[[ PROVIDED RECORDS open ]]

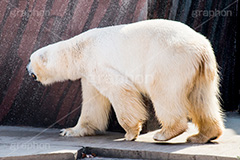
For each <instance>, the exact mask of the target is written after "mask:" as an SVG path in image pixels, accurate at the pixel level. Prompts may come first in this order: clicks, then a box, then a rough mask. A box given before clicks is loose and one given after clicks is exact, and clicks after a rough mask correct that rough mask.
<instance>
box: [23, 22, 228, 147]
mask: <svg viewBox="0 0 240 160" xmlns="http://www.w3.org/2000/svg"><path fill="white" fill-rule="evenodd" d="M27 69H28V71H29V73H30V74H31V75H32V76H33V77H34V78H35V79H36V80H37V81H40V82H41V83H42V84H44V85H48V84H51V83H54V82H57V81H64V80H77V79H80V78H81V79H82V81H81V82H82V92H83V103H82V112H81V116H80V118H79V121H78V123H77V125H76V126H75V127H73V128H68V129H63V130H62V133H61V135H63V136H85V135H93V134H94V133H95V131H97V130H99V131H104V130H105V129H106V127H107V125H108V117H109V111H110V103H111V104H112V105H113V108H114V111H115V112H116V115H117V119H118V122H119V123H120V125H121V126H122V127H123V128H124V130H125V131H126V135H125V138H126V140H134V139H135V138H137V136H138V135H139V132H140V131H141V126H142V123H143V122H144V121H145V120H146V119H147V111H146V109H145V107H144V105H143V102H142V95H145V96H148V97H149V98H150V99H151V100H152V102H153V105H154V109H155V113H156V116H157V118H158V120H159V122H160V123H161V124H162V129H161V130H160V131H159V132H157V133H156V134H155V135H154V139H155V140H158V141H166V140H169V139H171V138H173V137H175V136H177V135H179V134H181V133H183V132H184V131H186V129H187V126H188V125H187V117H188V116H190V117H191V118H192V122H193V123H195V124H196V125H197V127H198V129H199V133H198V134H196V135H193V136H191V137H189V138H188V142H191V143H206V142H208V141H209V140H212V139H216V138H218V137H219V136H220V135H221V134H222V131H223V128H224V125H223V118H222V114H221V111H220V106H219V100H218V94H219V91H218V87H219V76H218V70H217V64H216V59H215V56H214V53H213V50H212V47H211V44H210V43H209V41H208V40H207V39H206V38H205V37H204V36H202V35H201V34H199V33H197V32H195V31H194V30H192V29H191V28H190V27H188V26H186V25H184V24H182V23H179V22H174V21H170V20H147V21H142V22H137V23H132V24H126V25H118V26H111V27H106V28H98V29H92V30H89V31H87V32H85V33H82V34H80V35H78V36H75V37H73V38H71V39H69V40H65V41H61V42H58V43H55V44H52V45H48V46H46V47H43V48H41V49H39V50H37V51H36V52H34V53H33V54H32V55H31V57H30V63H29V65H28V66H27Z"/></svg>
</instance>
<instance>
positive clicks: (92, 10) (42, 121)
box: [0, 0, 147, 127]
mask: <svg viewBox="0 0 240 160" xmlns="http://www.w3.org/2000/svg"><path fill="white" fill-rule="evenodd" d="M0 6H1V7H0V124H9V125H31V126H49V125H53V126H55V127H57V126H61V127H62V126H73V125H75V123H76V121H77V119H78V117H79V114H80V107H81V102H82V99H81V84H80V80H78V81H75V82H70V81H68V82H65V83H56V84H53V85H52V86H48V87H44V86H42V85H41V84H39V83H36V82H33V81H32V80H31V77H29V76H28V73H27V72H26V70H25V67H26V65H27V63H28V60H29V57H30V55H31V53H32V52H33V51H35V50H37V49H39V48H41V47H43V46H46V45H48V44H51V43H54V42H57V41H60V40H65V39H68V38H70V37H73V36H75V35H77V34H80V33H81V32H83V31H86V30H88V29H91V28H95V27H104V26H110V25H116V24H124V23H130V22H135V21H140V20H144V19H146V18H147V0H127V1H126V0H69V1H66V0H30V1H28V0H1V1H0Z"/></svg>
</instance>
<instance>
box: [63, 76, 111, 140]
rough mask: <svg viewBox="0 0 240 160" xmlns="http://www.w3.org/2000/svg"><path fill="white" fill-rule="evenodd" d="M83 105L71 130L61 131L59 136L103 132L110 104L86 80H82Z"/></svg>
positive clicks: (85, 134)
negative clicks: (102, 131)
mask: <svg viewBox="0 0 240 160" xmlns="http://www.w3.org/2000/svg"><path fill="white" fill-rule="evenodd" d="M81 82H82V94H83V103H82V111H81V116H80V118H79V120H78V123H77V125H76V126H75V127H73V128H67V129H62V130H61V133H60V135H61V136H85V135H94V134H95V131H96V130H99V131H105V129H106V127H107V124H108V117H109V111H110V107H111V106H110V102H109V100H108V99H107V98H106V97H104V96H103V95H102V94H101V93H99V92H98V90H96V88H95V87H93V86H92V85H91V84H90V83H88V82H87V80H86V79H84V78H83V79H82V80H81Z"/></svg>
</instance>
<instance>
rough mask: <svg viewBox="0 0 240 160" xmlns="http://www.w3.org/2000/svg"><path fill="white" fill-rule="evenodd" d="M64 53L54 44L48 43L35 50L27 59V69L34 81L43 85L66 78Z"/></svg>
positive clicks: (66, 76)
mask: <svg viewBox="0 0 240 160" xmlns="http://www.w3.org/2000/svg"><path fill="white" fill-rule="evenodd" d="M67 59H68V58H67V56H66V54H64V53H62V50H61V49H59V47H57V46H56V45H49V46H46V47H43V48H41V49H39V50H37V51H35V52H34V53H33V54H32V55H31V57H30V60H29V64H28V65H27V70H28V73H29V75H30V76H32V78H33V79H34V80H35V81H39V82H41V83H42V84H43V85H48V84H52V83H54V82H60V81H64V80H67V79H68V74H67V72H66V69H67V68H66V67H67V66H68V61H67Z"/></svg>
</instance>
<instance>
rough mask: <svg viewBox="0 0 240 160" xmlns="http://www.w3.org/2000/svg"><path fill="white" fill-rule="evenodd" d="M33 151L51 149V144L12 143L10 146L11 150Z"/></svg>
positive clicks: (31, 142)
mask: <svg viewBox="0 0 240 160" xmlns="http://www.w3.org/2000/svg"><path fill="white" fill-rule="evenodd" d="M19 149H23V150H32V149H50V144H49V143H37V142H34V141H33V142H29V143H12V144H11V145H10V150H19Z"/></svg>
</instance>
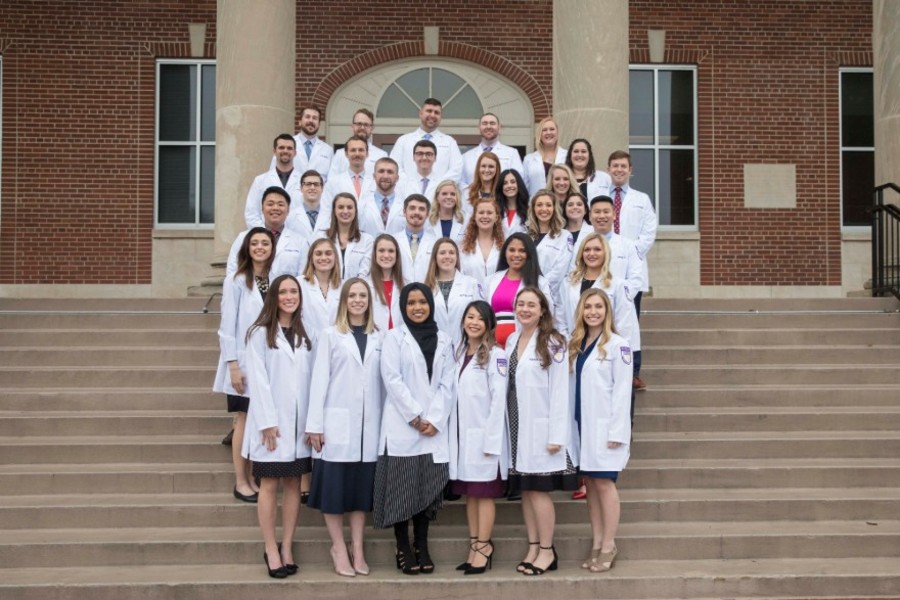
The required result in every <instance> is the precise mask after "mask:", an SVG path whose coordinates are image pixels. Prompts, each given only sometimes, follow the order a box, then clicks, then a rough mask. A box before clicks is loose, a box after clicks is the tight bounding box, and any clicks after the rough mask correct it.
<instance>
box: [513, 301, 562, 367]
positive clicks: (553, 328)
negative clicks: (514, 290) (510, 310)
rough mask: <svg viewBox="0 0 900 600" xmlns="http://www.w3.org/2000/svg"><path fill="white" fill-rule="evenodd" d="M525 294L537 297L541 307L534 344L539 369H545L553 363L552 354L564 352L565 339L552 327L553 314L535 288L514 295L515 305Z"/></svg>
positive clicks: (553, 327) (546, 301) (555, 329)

[[ PROVIDED RECORDS closed ]]

Please retype the listing word for word from its start up to and including the line with "box: [23, 22, 228, 147]", leaving out the pictures.

** TASK OUTPUT **
For each <instance>, the exact mask of the target is written after "mask:" as an SVG path in image pixels, accurate at the pixel level. Prompts may come first in this order: clicks, then a box, then a rough mask. A box given before clicks is loose and one given after clicks is exact, and clicks after a rough mask correct that rough mask.
<instance>
box: [23, 22, 228, 147]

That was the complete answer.